TO-DO LIST>
a) According to the account of the piano concert at Blu, how often does Dr. Jeffrey Hollander play there?
b) Using the account of the piano concert at Blu, decide whether each statement agrees with it: (i) Blu looks east over Lake Michigan; (ii) a singer shared the floor with the pianist for the last few songs; (iii) Bill was visiting from out of town. Answer yes or no for each, quoting the deciding words.
======== DOCUMENT EXTRACT ========
Patrons enjoy Afternoon Tea on a Friday near dusk. Your table waits in the foreground...

Last night I was able to listen to a concert with pianist Dr. Jeffrey Hollander. The good doctor plays every first Thursday of the month on the 23rd floor at Blu, the cocktail lounge which looks east over Lake Michigan. Patrons sat at tables which radiated from the piano. Couples sat close to one another in a piano-dangled warm quiet until the last few songs, at which point I began looking for a singer who appeared to my ears from of the middle of nowhere. I looked around the room to find someone now accompanying the piano. I then realized there wasn’t a singer who was sharing the floor with Jeffrey. The entire room had joined in song for the last few numbers in a way that happens often in black and white movies but rarely in color ones.

While listening to the concert I ended up speaking with a gentleman named Bill. Evidenced, I suppose, by his being seated next to me, Bill remarked that he preferred to enjoy a *ding-time* 6pm workday whistle cocktail in Blu. I asked where he was in town from and he chuckled that he worked a few blocks away and this was his nightly cool-down. No traveler was Bill at the moment, this was his customary place to relax once the office turned dim before heading home.
======== DATA RECORDS ========
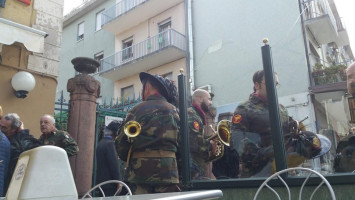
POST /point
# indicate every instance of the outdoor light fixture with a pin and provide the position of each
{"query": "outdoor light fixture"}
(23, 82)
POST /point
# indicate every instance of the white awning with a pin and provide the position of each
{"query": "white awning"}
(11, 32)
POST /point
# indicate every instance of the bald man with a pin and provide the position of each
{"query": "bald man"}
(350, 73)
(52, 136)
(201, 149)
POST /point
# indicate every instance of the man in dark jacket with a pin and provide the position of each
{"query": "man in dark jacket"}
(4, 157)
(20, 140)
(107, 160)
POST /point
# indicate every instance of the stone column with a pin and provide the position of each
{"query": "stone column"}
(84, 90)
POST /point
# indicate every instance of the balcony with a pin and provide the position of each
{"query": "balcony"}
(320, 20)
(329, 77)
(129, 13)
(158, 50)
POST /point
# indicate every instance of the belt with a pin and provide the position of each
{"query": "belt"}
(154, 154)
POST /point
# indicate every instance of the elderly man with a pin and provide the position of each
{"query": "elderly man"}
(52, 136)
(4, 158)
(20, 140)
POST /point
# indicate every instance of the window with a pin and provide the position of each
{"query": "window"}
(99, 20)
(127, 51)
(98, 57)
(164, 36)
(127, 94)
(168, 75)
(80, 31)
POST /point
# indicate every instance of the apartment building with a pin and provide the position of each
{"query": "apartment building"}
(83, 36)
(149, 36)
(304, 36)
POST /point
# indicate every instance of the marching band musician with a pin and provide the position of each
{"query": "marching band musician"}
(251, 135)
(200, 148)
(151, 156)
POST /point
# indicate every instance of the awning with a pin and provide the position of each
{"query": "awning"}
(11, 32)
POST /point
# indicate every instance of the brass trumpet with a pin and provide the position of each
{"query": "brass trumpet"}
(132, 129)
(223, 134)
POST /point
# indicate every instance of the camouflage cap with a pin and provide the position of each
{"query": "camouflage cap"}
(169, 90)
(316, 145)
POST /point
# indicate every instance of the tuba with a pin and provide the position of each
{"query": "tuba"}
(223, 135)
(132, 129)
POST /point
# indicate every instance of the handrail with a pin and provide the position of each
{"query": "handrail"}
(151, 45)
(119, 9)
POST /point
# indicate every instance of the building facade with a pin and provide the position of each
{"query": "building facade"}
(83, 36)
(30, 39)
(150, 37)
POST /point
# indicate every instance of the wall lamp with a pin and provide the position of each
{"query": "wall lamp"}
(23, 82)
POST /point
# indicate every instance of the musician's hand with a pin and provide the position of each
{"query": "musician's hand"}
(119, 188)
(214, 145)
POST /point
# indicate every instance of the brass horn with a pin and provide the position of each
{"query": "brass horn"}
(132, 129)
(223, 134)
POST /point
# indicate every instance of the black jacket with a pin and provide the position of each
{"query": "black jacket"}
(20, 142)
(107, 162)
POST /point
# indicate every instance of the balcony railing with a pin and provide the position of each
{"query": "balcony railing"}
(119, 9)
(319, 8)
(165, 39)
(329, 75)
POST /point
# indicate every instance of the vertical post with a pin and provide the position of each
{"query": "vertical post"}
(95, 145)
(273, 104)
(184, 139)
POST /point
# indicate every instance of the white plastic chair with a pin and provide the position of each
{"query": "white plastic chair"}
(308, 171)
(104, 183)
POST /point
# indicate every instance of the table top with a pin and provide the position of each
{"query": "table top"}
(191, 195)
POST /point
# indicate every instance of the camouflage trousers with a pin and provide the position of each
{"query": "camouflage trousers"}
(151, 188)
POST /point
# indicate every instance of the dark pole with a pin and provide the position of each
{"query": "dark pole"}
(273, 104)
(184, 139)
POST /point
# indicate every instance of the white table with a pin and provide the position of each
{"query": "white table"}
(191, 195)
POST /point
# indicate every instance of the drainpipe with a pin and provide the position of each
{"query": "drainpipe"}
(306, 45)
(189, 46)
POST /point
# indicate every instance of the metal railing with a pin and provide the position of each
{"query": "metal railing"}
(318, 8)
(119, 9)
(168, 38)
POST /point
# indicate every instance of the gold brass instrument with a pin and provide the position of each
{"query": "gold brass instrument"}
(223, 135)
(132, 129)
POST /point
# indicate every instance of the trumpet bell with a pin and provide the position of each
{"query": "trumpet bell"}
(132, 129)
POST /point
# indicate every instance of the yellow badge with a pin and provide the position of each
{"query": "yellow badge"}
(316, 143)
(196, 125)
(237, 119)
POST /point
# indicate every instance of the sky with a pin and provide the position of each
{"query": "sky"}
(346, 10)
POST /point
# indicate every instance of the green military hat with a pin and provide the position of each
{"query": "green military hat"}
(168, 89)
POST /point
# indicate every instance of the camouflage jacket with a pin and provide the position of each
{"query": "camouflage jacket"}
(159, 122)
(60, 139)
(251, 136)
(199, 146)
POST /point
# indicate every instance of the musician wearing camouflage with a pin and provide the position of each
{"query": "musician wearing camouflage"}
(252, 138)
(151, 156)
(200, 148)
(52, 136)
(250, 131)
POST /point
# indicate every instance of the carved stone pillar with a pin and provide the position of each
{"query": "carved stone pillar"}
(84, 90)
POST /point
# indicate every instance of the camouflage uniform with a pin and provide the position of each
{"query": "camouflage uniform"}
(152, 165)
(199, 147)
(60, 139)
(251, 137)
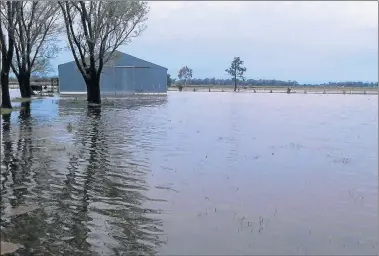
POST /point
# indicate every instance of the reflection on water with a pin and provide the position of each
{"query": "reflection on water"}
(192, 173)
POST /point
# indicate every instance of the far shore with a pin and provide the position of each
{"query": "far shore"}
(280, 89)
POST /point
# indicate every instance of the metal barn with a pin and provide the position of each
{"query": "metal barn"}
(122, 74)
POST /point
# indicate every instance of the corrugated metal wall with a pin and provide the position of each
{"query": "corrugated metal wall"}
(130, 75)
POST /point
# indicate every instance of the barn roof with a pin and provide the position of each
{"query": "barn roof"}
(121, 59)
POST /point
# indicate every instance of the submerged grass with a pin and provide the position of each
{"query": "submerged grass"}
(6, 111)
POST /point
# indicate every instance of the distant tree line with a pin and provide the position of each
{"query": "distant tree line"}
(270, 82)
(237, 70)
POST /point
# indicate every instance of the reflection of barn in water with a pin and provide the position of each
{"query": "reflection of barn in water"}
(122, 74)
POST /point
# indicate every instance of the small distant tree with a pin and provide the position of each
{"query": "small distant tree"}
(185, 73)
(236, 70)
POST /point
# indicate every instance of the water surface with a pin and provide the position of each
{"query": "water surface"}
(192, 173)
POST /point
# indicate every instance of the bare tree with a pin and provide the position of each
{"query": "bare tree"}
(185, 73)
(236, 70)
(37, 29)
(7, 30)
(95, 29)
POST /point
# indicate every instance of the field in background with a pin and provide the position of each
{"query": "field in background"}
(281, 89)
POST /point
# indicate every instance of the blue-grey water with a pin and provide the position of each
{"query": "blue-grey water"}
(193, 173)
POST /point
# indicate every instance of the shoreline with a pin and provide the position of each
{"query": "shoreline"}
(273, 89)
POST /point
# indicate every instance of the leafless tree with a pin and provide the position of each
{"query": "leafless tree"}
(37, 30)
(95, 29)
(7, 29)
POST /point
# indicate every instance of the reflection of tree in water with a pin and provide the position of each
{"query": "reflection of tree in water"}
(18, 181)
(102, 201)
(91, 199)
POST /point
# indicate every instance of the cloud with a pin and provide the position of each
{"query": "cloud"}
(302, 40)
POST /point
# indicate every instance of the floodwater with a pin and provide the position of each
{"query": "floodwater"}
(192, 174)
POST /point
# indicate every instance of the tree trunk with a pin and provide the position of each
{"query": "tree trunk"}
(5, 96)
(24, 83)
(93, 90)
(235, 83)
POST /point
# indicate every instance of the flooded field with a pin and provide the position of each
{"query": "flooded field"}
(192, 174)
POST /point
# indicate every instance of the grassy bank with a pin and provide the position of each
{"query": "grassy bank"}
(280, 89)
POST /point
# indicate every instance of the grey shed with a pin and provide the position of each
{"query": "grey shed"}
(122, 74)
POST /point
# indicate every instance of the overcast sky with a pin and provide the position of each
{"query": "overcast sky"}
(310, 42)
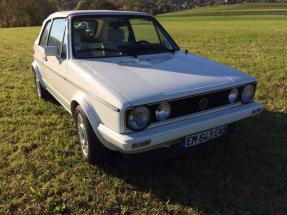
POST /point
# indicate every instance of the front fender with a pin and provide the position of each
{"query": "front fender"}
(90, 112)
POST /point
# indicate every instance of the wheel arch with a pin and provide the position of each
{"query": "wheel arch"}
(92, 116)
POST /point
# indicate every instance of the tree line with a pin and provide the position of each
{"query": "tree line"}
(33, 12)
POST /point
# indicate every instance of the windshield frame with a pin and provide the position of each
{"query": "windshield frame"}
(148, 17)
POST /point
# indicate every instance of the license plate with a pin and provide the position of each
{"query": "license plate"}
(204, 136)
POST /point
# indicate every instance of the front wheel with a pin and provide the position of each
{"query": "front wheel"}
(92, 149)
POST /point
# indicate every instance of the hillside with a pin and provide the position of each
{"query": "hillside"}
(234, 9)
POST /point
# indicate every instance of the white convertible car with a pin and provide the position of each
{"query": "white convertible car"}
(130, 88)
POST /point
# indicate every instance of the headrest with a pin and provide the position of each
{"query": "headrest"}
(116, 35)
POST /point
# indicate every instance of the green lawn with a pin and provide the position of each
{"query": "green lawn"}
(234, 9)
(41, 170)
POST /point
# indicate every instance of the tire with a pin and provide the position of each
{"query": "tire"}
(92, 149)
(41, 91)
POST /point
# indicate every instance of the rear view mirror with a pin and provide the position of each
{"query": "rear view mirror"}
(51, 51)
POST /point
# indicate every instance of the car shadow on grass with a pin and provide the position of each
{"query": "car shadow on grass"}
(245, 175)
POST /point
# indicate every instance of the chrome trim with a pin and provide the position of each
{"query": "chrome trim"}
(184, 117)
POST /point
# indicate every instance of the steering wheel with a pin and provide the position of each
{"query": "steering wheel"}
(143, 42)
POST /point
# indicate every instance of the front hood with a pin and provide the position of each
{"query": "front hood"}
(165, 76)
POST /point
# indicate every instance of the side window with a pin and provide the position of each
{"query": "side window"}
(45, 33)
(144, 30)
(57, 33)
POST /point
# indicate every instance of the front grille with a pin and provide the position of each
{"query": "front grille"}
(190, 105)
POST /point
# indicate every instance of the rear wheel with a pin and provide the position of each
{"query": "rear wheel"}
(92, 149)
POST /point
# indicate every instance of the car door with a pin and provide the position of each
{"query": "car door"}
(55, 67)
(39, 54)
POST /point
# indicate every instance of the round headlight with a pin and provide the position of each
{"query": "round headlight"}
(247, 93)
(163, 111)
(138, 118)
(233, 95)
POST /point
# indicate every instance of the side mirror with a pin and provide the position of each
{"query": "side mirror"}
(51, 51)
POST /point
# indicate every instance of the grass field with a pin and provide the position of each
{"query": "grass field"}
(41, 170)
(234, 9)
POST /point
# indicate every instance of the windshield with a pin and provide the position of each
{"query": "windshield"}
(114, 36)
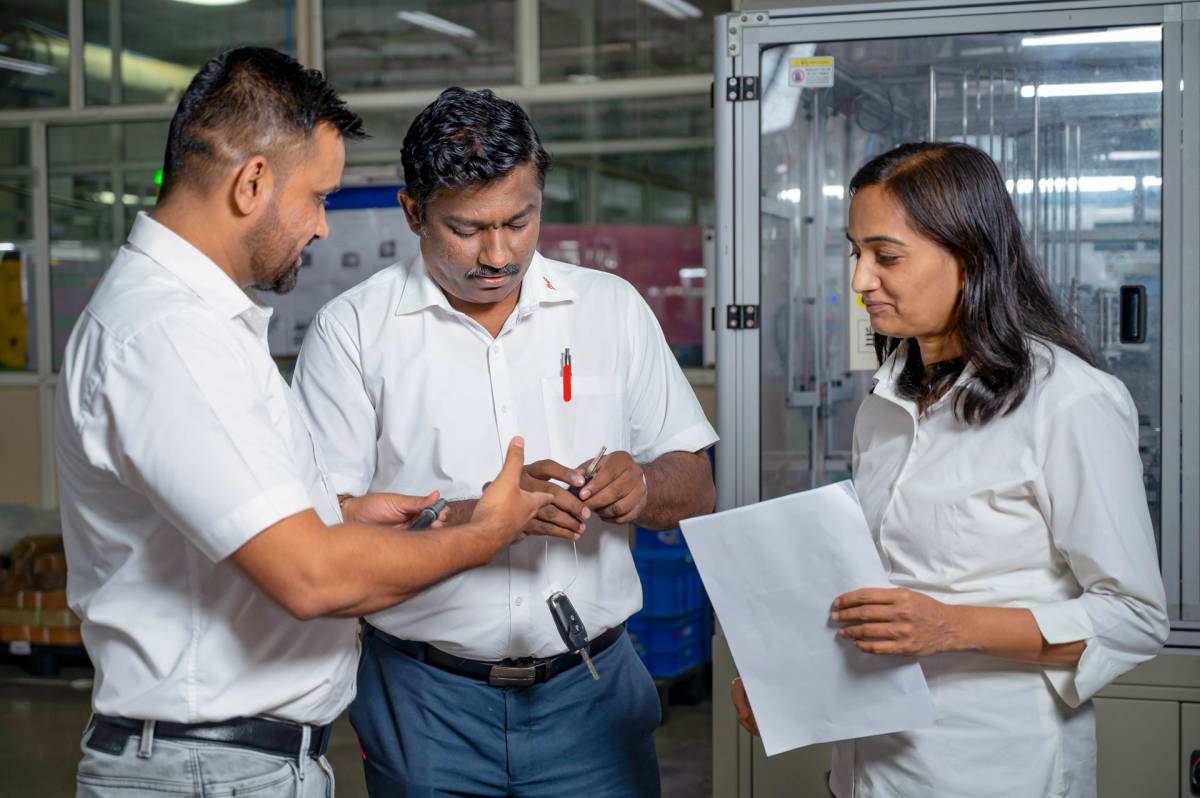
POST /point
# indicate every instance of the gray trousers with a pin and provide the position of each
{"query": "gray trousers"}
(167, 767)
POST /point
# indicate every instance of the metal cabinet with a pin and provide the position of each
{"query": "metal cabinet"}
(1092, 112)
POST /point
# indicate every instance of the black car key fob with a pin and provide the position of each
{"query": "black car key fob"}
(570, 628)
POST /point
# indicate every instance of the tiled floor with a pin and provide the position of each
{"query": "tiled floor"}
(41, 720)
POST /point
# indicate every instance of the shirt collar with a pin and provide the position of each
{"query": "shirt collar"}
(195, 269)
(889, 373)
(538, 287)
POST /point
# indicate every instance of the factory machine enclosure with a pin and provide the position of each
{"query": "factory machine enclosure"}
========
ANSWERS TO THE PROBLEMS>
a) Every first Thursday of the month.

b)
(i) Yes: "the cocktail lounge which looks east over Lake Michigan"
(ii) No: "there wasn’t a singer who was sharing the floor with Jeffrey"
(iii) No: "he worked a few blocks away and this was his nightly cool-down"